TASKS TO COMPLETE —
1 – Answer these from the RETURN NEXT post:
(a) How many rows does the usno table hold?
(b) Which Postgres version ran the same functions without problems on the laptop?
(c) How many rows does the q3c table have?
2 – Quote word for word the part of the RETURN NEXT post that opens with the words containing "I was quite" and closes with "as usno table.".

TEXT —
Strange RETURN NEXT behaviour in Postgres 8.0

Lists: pgsql-hackers
From: "Sergey E(dot) Koposov" <math(at)sai(dot)msu(dot)ru>
To: pgsql-hackers(at)postgresql(dot)org
Subject: Strange RETURN NEXT behaviour in Postgres 8.0
Date: 2005-02-12 17:10:46
Message-ID: Pine.LNX.4.44.0502121929520.29807-100000@lnfm1.sai.msu.ru
Views: Raw Message | Whole Thread | Download mbox | Resend email
Lists: pgsql-hackers

Hi All

I have a quite strange problem with RETURN NEXT statement.
I have a big table with 500 millions of rows running on Postgres 8.0.
Table "public.usno"
Column | Type | Modifiers
--------+--------+-----------
ra | real |
dec | real |
bmag | real |
rmag | real |
ipix | bigint |
errbox | box |
Indexes:
"box_ind" rtree (errbox)
"ipix_ind" btree (ipix)
"radec_ind" btree (ra, "dec")

I actually wrote some procedures in PL/SQL using dynamical queries,
and once I obtained the following error.
ERROR: wrong record type supplied in RETURN NEXT
CONTEXT: PL/pgSQL function "yyy" line 8 at return next

To solve the problem, I used just the following simple PL/SQL functions, and
a query "select * from yyy()"

CREATE OR REPLACE FUNCTION xxx(refcursor) RETURNS refcursor AS '
DECLARE query varchar;
BEGIN
query = ''SELECT * FROM usno'';
OPEN $1 FOR EXECUTE query;
RETURN $1;
END;
' LANGUAGE plpgsql;

CREATE OR REPLACE FUNCTION yyy() RETURNS SETOF usno AS '
DECLARE rec record;
DECLARE cur refcursor;
BEGIN
cur=xxx(''curs_name'');
LOOP
FETCH cur into rec;
RETURN NEXT rec;
EXIT WHEN NOT FOUND;
END LOOP;
RETURN;
END;
' LANGUAGE plpgsql;

I was quite surprised by this errors, because I have tried the same
functions on rather same (but smaller table) on Postgres 7.4.6 on my laptop
without any problems.

For debugging purposes, I just have created by hand on Postgres 8.0 machine
the small table "q3c" with just two rows, but same structure as usno table.
Table "public.q3c"
Column | Type | Modifiers
--------+--------+-----------
ra | real |
dec | real |
bmag | real |
rmag | real |
ipix | bigint |
errbox | box |
Indexes:
"box_ind1" rtree (errbox)
"ipix_ind1" btree (ipix)
"radec_ind1" btree (ra, "dec")

And, after replacing "usno"->"q3c" in the xxx() and yyy(), the query
"select * from yyy()" worked without problems!!!

So, how can it be, that my PL/SQL functions works fine on one(smaller)
table, but fails on another(bigger) table.

Thanks in advance for any ideas.

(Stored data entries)
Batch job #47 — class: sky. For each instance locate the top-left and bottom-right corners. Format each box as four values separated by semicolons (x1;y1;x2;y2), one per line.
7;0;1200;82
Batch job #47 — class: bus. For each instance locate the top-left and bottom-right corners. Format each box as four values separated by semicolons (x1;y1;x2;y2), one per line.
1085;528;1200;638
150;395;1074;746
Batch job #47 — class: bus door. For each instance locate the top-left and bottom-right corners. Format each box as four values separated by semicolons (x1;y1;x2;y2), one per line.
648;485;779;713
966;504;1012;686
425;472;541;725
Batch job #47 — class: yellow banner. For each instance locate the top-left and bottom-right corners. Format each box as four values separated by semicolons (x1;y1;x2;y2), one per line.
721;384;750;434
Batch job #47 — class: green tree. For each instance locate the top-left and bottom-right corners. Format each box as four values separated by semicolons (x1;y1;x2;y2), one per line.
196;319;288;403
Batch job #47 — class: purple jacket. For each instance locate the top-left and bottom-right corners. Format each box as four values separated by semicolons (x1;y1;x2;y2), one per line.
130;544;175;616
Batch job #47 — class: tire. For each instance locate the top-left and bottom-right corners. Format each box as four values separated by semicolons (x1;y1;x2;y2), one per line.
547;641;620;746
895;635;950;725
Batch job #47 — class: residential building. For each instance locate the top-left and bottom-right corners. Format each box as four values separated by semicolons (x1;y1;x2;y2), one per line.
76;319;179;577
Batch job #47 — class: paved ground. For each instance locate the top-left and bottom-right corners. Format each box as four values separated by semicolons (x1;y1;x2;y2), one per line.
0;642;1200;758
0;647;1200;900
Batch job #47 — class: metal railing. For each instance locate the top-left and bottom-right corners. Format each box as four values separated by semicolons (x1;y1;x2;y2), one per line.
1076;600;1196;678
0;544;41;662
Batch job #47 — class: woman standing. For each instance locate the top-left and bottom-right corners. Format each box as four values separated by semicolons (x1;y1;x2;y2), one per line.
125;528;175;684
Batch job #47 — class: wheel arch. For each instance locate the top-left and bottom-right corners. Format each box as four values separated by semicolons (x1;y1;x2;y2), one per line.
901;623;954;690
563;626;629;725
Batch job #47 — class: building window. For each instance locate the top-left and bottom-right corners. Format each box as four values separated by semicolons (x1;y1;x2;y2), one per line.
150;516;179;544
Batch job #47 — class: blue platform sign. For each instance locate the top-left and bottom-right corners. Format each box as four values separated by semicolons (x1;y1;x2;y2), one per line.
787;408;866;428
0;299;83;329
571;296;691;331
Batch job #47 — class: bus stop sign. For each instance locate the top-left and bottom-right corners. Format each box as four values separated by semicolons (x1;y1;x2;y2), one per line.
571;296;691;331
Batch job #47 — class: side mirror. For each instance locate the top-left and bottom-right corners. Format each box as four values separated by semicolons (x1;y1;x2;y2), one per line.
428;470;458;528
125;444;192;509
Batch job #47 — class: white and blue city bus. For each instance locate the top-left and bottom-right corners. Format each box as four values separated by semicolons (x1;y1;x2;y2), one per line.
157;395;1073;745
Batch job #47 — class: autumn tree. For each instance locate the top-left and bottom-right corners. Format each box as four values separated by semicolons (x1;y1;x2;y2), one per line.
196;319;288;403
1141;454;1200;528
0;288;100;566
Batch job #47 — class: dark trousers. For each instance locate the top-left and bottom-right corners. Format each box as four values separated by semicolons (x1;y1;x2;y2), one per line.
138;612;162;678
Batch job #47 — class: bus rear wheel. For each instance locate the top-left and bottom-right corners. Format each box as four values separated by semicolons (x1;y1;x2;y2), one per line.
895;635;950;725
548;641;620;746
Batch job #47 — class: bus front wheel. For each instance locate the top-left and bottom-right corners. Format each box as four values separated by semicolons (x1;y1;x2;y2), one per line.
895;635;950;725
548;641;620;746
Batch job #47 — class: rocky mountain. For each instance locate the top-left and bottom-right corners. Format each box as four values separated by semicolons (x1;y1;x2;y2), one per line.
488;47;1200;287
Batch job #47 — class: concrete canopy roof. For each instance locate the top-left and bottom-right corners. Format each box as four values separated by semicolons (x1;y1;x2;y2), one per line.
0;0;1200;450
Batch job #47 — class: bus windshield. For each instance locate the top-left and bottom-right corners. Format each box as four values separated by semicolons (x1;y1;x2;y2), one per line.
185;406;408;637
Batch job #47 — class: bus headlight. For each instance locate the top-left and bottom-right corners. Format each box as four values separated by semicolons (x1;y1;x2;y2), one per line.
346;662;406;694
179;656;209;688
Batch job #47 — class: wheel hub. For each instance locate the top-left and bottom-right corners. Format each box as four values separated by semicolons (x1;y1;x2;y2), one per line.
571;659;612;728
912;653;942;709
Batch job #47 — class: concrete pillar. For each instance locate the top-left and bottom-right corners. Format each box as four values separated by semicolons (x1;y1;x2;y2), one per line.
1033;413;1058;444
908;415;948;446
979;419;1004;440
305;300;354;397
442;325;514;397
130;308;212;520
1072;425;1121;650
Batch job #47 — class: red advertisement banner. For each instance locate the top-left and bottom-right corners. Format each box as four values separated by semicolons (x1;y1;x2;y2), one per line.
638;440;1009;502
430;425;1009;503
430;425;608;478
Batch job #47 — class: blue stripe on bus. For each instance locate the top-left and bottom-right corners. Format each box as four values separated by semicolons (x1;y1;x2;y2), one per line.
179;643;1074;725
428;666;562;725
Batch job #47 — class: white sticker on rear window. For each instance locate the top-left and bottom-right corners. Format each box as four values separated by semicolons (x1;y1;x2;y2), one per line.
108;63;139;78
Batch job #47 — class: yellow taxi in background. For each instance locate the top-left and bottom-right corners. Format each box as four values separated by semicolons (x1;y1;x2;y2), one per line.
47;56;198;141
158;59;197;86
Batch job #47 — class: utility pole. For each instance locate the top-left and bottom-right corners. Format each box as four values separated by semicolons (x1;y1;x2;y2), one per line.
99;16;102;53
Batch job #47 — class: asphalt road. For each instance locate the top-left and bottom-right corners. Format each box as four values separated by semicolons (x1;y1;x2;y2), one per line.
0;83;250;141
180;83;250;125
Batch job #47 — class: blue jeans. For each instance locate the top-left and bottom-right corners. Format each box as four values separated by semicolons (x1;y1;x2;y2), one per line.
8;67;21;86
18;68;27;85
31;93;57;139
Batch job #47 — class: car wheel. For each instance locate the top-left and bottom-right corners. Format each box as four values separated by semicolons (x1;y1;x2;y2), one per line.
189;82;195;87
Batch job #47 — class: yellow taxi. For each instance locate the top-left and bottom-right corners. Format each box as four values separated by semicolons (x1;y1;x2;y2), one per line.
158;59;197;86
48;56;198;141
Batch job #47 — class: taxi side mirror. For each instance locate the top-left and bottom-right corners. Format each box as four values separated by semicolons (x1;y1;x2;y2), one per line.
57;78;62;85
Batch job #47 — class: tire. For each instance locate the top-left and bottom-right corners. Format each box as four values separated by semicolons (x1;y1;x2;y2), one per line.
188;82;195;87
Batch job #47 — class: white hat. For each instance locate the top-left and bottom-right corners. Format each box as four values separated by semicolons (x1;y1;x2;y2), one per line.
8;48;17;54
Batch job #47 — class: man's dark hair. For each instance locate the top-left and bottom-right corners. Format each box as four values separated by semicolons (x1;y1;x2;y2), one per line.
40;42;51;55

SOLVED TASKS —
1 –
(a) 500 million
(b) Postgres 7.4.6
(c) Two

2 –
I was quite surprised by this errors, because I have tried the same
functions on rather same (but smaller table) on Postgres 7.4.6 on my laptop
without any problems.

For debugging purposes, I just have created by hand on Postgres 8.0 machine
the small table "q3c" with just two rows, but same structure as usno table.